## begin Given passage
For purposes of this Agreement, "Person" shall mean any corporation,
partnership, firm, joint venture, association, individual, trust or other
entity, but does not include Employer or any of its wholly owned or majority
owned subsidiaries, employee benefit plans or related trusts. The term
"Beneficial Owner" shall have the meaning given to such term in Rule 13d-3 of
the General Rules and Regulations under the Exchange Act, as amended from time
to time, or any successor rule.
If Employee remains employed by Employer after the Change of Control
and such employment is not terminated within twelve (12) months after the
effective date of the Change of Control has occurred (or is terminated as a
result of death of Employee), then no payment as a result of such Change of
Control shall be made to Employee and the terms of this Agreement shall continue
to control.
Employee further agrees that if he is requested to remain as an
employee of Employer as a condition imposed by the parties involved in the
Change of Control, Employee agrees to remain employed by Employer for up to six
(6) months after the effective date of such Change of Control as long as the
annual base salary to be paid to Employee for that six (6) month period is not
less than the base salary in effect immediately prior to the consummation of the
Change of Control and as long as other benefits provided during such six (6)
month period are comparable to the benefits Employee is receiving from Employer
as of such date.
7. COVENANT NOT TO COMPETE. In consideration for the provisions
contained in this Amended and Restated Employment Agreement, Employee agrees
to enter into the restrictive covenant contained in this section.
## end Given passage
## begin Records supplied
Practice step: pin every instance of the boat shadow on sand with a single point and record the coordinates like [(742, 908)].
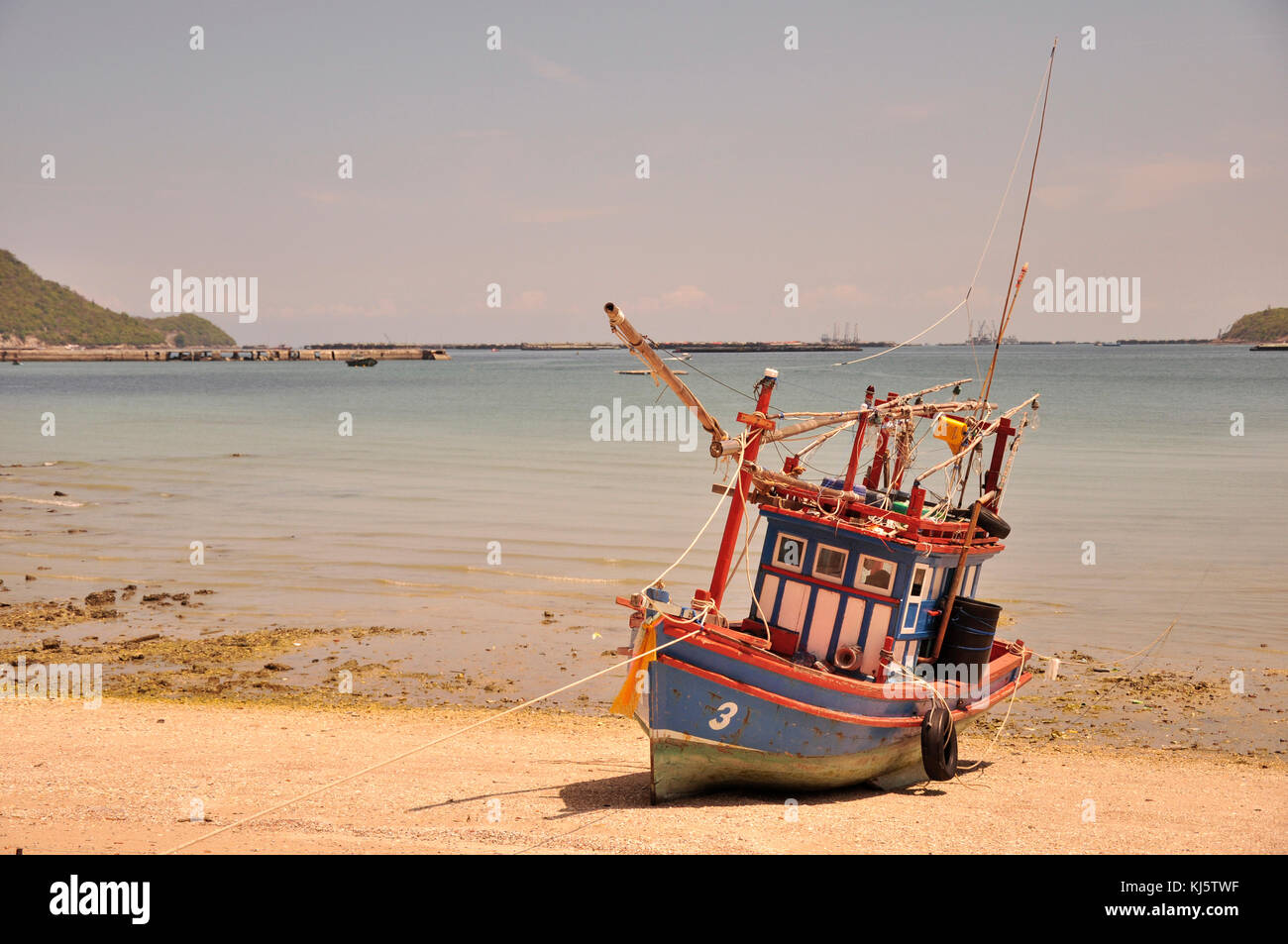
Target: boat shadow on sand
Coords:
[(631, 790)]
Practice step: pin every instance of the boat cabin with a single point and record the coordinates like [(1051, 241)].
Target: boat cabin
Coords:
[(823, 586)]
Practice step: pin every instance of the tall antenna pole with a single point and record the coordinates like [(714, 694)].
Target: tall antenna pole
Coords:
[(1014, 284), (1008, 307)]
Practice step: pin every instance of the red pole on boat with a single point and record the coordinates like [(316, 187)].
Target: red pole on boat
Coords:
[(733, 524), (853, 469), (874, 478)]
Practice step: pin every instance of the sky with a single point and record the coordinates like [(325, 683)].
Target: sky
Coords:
[(767, 166)]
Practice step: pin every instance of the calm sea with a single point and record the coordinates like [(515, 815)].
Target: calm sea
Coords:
[(394, 523)]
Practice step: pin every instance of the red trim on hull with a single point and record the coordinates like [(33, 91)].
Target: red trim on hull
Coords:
[(868, 720), (999, 665)]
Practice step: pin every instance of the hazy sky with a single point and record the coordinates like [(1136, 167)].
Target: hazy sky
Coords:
[(768, 166)]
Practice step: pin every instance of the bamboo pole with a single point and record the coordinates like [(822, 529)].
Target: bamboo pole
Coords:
[(640, 348)]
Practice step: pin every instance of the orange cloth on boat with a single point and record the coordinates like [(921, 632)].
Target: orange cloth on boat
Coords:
[(951, 430), (629, 698)]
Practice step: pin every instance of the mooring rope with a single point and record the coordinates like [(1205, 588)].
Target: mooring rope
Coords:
[(426, 745)]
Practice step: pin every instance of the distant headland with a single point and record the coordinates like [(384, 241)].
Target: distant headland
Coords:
[(39, 313), (42, 320)]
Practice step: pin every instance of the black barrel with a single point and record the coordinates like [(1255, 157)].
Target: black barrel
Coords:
[(969, 639)]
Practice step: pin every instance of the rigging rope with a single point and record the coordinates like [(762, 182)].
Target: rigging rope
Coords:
[(988, 243)]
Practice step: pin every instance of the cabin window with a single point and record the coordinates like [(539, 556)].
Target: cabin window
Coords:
[(876, 575), (790, 553), (829, 563), (919, 582)]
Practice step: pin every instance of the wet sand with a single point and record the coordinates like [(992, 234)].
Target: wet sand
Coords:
[(133, 776), (233, 721)]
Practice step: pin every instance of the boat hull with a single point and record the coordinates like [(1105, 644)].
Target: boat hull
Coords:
[(711, 729)]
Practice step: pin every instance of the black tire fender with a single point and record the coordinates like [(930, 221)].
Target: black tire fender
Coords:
[(993, 524), (939, 743)]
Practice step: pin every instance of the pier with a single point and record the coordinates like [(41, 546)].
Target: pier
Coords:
[(310, 353)]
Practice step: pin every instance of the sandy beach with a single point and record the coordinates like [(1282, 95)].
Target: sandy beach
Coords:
[(192, 734), (129, 776)]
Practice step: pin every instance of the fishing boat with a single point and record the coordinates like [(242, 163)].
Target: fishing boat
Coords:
[(867, 646)]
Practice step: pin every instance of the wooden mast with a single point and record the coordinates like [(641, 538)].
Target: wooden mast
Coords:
[(642, 349), (756, 425)]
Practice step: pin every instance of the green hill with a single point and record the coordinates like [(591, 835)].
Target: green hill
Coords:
[(1258, 327), (37, 309)]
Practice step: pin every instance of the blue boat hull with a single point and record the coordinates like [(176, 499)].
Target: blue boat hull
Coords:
[(711, 730)]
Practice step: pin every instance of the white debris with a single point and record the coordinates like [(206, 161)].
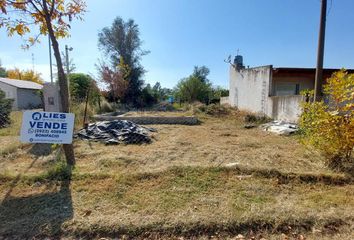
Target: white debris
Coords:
[(280, 127)]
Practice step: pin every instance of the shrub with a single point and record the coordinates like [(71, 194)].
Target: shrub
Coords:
[(79, 110), (5, 110), (329, 125)]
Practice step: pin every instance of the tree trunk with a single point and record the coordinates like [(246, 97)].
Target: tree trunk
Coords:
[(63, 84)]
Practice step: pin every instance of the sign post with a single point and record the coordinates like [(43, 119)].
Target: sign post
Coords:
[(47, 127)]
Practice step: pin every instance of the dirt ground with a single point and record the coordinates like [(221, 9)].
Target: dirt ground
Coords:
[(215, 180)]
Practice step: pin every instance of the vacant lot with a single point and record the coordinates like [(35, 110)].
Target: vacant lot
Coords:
[(215, 180)]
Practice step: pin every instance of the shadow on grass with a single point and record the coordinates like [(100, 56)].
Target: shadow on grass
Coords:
[(41, 149), (37, 215)]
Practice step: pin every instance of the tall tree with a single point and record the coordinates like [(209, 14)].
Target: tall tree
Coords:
[(52, 18), (2, 71), (120, 42), (27, 75)]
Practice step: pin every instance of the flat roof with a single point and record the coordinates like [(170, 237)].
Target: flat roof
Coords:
[(21, 83), (307, 70)]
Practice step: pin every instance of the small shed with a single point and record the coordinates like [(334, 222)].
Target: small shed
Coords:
[(26, 94)]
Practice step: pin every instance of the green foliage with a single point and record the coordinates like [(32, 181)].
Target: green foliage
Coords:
[(196, 87), (80, 84), (5, 110), (329, 125), (120, 42), (152, 95), (217, 93)]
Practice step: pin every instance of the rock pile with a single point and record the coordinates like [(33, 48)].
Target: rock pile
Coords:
[(116, 132)]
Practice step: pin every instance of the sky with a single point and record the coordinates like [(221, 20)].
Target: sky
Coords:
[(181, 34)]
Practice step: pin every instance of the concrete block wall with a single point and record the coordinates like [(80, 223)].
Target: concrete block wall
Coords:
[(249, 88)]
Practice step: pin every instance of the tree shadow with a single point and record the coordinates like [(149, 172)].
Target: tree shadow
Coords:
[(37, 215), (41, 149)]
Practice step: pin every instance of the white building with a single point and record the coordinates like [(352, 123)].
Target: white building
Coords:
[(26, 94), (274, 92)]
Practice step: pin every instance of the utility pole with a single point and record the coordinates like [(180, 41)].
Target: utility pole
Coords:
[(50, 59), (320, 52), (67, 49)]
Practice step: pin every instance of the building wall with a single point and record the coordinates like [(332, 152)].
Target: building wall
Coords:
[(286, 108), (51, 97), (224, 101), (304, 82), (28, 99), (249, 89), (10, 92)]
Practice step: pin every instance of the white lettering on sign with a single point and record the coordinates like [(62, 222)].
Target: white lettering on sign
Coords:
[(47, 127)]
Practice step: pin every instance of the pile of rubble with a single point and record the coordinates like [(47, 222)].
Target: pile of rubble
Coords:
[(280, 127), (116, 132)]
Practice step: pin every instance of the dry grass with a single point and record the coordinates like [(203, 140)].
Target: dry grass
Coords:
[(215, 179)]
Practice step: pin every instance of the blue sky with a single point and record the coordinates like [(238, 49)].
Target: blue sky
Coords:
[(183, 33)]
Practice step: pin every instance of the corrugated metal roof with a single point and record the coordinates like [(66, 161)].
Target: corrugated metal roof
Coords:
[(21, 83)]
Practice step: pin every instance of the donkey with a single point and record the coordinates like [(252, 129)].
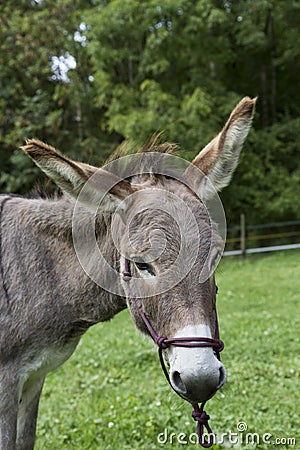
## end Records supplied
• Stated goal: From the agreement excerpt's definition of "Person," list each specific kind of entity named, leaving out the catch-all "other entity." The rows are separate material with no connection to the agreement excerpt.

• Correct result:
- corporation
- partnership
- firm
- joint venture
- association
- individual
- trust